- **TRY IT**: The whole set of entries is to be restated word for word.

::: RECORDED INFORMATION

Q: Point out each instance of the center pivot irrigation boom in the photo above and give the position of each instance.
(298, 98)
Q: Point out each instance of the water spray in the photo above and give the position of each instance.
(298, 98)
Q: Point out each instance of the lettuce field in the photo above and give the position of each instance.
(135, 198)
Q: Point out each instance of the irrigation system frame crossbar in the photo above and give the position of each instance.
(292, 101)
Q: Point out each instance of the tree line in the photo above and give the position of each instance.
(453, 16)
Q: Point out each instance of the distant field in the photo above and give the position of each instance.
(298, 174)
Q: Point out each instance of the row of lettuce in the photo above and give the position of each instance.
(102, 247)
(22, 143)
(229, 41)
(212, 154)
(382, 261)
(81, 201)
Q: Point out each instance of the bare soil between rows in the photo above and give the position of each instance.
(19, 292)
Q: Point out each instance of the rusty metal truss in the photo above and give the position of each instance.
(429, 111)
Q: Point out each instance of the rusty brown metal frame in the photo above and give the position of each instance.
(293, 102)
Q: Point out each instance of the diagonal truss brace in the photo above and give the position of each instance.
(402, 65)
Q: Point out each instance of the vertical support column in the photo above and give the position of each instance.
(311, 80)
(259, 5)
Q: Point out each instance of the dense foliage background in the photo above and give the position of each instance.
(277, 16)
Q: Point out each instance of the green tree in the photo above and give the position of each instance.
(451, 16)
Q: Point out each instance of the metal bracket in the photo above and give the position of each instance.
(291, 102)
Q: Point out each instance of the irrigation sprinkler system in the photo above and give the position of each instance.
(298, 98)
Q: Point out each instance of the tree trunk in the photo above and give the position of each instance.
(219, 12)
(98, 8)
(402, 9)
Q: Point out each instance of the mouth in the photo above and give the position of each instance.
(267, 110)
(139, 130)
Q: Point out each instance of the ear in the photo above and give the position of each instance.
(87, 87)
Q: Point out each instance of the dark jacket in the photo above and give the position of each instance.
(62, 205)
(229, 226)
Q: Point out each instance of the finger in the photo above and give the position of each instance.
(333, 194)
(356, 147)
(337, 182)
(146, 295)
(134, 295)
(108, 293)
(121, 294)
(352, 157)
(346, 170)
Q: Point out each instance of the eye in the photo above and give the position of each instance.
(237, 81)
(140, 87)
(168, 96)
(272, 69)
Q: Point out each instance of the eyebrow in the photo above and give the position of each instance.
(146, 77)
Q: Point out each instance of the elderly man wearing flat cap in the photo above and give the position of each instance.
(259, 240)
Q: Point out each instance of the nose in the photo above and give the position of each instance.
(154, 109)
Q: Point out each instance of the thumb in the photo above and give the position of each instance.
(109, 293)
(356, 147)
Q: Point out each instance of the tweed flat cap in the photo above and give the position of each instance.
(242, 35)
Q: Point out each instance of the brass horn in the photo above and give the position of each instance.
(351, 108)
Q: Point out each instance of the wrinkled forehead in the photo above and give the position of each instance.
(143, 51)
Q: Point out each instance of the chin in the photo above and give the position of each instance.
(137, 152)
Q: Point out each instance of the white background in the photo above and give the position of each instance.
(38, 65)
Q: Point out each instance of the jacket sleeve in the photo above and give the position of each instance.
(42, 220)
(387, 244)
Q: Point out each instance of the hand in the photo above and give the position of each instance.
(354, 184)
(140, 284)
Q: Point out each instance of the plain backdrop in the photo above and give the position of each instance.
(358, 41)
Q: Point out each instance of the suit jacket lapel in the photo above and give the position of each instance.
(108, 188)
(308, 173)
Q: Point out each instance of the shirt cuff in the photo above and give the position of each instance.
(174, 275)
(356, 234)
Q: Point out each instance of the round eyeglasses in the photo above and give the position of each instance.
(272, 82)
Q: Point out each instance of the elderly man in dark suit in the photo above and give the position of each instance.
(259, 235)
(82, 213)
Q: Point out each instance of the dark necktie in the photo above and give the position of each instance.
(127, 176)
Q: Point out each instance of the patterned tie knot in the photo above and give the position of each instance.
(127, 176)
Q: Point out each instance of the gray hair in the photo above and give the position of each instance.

::::::

- **SOLUTION TO THIS EXERCISE**:
Q: Point out each instance of the center pivot irrigation boom in the photo above and give the position of each instance.
(298, 98)
Q: Point out each instance of the water spray in the photo above and give the position of each instance.
(298, 98)
Q: Point out each instance of the lettuce field in the photo above and give the position of each instance.
(135, 198)
Q: Point out each instance of the irrigation system frame crossbar in the photo above and give the position of each instance.
(292, 101)
Q: Point out each instance of the tree line in the photo above and give the position of each instance.
(453, 16)
Q: Point out each instance of the distant field in the photo above and give the position of each instance.
(298, 174)
Q: Point out each instance of the row of lettuce in the photo above and give the position of each instance.
(102, 247)
(22, 143)
(229, 41)
(212, 154)
(382, 261)
(81, 201)
Q: Point out each instance of the bare soil between rows in the photo above and give the position of each instance.
(19, 292)
Q: Point out each instance of the rusty metal truss in the photo above and give the position of each instance.
(429, 111)
Q: Point out each instance of the rusty brown metal frame in the photo above and give the position of each instance.
(293, 102)
Q: Point out each instance of the diagonal truss brace in the photo above and give the position of each instance.
(402, 65)
Q: Point out each instance of the vertical support column in the photo above and give the position of each instance.
(311, 80)
(259, 5)
Q: Point out each instance of the dense foliage background in the photo above and give the position of each instance.
(277, 16)
Q: Point out each instance of the green tree in the photo above and give the position of each instance.
(451, 16)
Q: Point out each instance of the metal bracket in the photo above and give the position of each instance.
(291, 102)
Q: Point out each instance of the irrigation sprinkler system in the photo above and give the position of each instance.
(298, 98)
Q: Point out each instance of the tree trunk in the photo above and give the position of each instance.
(219, 12)
(98, 8)
(402, 9)
Q: Point out each instance of the mouth in the photo above and give the position of each instance.
(267, 110)
(139, 130)
Q: Point out each instance of the ear in the photo above and give the position of each instance.
(87, 87)
Q: Point out each instance of the dark jacket in the photo above and give the position of each instance.
(62, 205)
(229, 226)
Q: Point out each instance of the finger in the photo above and give the position of each instance.
(333, 194)
(356, 147)
(337, 182)
(146, 295)
(134, 295)
(108, 293)
(121, 294)
(352, 157)
(346, 170)
Q: Point out each instance of the eye in the photo above and give the position of each instance.
(237, 81)
(140, 87)
(168, 96)
(272, 69)
Q: Point out each instance of the eyebrow in the photo above and give the position of each instance.
(146, 77)
Q: Point out each instance of the elderly man wearing flat cap in the photo above and give the position of each instance.
(259, 240)
Q: Point out each instance of the nose in the photo above and give the position of each instance.
(154, 109)
Q: Point out each instance of the thumb in the photo above and give the position of each instance.
(109, 293)
(356, 147)
Q: Point out each instance of the tweed flat cap in the photo above and give the position of each instance.
(242, 35)
Q: Point out each instance of the brass horn in the photo above and give the position of each instance.
(351, 108)
Q: Point out each instance of the wrinkled forehead in the photo above and give the position of each instance.
(143, 51)
Q: Point out each instance of the chin in the photo above and give the position of each instance.
(137, 152)
Q: Point out each instance of the white background in the photo above and give the position of each instance.
(38, 65)
Q: Point out each instance of the jacket sleeve in the photo above and give the position of each instance.
(42, 220)
(387, 244)
Q: Point out each instance of the hand in the photo above and give the position of each instance.
(354, 184)
(140, 284)
Q: Point out each instance of the plain backdrop in the photo above and give the position of each instance.
(358, 41)
Q: Point out each instance of the suit jacket lapel in the photo above and give the position of each instance.
(108, 188)
(308, 173)
Q: Point out each instance of the shirt cuff in the photo above and give the position of each instance.
(174, 275)
(356, 234)
Q: Point out each instance of the round eyeglasses in the photo above and give the position of each instance.
(272, 82)
Q: Point out each instance of the elderly man in dark suit in the photo above and give the position of each instance.
(259, 235)
(82, 213)
Q: Point out each instance of the dark necktie in the photo above and give the position of each instance.
(127, 176)
Q: Point out each instance of the patterned tie knot in the photo above and give the position of each instance.
(127, 176)
Q: Point out each instance of the gray hair in the photo above and give the position of each instance.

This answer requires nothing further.